* PROBLEM SET *
1/ Read the forum reply about Prometheus alerts and decide whether each statement agrees with it: (a) The reply advises setting evaluation_interval to 5m. (b) With the suggested settings, an alert is sent only if the condition has held for 20 cycles in a row. (c) The expression rabbitmq_queue_messages > 10000 keeps only instances whose value is greater than 10000. Answer yes or no for each and quote the words from the reply that decide it.
2/ Continue the forum reply about Prometheus alerts, starting after its last sentence.

* SELECTED TEXT *

---

[prometheus-users] Re: Alerts are getting fire after every minute

'Brian Candler' via Prometheus Users Wed, 05 Mar 2025 10:29:14 -0800

I notice that your "up == 0" graph shows lots of green which are values 
where up == 0. These are legitimately generating alerts, in my opinion. If 
you have set evaluation_interval to 5m, and "for:" to be less than 5m, then 
a single instance of up == 0 will send an alert, because that's what you 
asked for.


*> I want alerts to be trigger after 5 min and only if condition is true.*

Then you want:

evaluation_interval: 15s  # on the rule group, or globally
for: 5m   # on the individual alerting rule(s)

Then an alert will only be sent if alert condition has been present 
consecutively for the whole 5 minutes (i.e. 20 cycles).

Finally: you may find it helpful to include {{ $value }} in an annotation 
on each alerting rule, so you can tell the value which triggered the alert. 
I can see you've done this already in one of your alerts:

   - alert: "Total Messages > 10k in last 1 min"
      expr: rabbitmq_queue_messages > 10000
...
      annotations:
        summary: "'{{ $labels.queue }}' has total '*{{ $value }}*' messages 
for more than 1 min."

And this is reflected in the alert:

      description: 'Queue QUEUE_NAME in RabbitMQ has total *1.110738e+06* 
messages\n' +

        'for more than 1 minutes.\n',

      summary: "RabbitMQ Queue 'QUEUE_NAME' has more than 10L messages"

rabbitmq_queue_messages is a vector containing zero or more instances of 
that metric.

rabbitmq_queue_messages > 10000 is a reduced vector, containing only those 
instance of the metric with a value greater than 10000.

---

* RECORDED DATA *

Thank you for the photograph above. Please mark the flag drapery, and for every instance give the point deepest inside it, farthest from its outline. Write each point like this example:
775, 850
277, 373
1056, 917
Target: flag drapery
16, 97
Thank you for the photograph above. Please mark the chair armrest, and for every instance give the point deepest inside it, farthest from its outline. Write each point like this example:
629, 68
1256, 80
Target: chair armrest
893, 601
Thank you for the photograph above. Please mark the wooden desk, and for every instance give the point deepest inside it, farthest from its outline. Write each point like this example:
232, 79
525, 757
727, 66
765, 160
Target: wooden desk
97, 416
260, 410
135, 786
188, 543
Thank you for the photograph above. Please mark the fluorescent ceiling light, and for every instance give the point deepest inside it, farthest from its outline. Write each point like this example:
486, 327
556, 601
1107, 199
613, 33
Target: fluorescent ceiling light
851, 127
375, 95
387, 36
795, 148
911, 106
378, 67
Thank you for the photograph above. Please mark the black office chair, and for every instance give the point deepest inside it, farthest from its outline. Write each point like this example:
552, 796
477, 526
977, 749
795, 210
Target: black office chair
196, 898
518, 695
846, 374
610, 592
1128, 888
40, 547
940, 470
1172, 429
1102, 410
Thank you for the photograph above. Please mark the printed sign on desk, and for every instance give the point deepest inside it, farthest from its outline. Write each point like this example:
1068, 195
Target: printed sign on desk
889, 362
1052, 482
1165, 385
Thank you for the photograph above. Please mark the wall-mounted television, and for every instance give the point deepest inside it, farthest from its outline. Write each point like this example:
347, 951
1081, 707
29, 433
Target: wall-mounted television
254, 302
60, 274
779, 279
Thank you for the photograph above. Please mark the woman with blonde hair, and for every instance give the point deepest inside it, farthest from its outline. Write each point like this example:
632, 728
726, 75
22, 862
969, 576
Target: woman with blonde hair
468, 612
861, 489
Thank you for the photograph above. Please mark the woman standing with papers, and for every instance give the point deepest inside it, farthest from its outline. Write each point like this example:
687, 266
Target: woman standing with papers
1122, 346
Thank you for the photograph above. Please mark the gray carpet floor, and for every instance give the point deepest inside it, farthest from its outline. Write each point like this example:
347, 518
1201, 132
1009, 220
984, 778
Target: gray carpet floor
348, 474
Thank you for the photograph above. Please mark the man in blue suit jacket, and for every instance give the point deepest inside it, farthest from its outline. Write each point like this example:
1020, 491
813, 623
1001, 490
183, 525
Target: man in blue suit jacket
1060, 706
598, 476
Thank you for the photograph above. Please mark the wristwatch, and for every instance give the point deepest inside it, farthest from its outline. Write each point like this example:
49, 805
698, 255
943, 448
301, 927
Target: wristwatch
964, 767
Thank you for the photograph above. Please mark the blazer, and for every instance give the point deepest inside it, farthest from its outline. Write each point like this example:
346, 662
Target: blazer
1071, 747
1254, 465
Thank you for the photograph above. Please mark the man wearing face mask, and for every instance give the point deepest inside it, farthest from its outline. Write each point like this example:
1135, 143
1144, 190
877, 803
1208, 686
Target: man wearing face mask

---

* OUTPUTS IN ORDER *
1/
(a) No: "evaluation_interval: 15s  # on the rule group, or globally"
(b) Yes: "present consecutively for the whole 5 minutes (i.e. 20 cycles)"
(c) Yes: "containing only those instance of the metric with a value greater than 10000"

2/
You can see that the $value at the time the alert was generated 
was 1.110738e+06, which is 1,110,738, and that's clearly a lot more than 
10,000. Hence you get an alert. It's what you asked for.

If you want a more readable string in the annotation, you can use {{ $value 
| humanize }}, but it will lose some precision.

On Wednesday, 5 March 2025 at 10:28:15 UTC Amol Nagotkar wrote:

> As u can see in below images
> Last trigger was at 15:31:29
> And receive emails after that time also, which is for example 15:35, 
> 15:37, etc. 
> [image: IMG-20250305-WA0061.jpg]
>
> [image: IMG-20250305-WA0060.jpg]
> On Wednesday, March 5, 2025 at 3:28:20 PM UTC+5:30 Amol Nagotkar wrote:
>
>>
>> Thank you for the quick reply.
>>
>> So, as i told you i am not using alertmanager. i am getting alerts based 
>> on config->
>>
>> alerting:
>>
>>   alertmanagers:
>>
>>     - static_configs:
>>
>>         - targets:
>>
>>           - IP_ADDRESS_OF_EMAIL_APPLICATION:PORT
>>
>>
>> written in prometheus.yml file. below is the alert response (array of 
>> object) i am receiving from prometheus.
>>
>>
>> [
>>
>>   {
>>
>>     annotations: {
>>
>>       description: 'Queue QUEUE_NAME in RabbitMQ has total 1.110738e+06 
>> messages\n' +
>>
>>         'for more than 1 minutes.\n',
>>
>>       summary: "RabbitMQ Queue 'QUEUE_NAME' has more than 10L messages"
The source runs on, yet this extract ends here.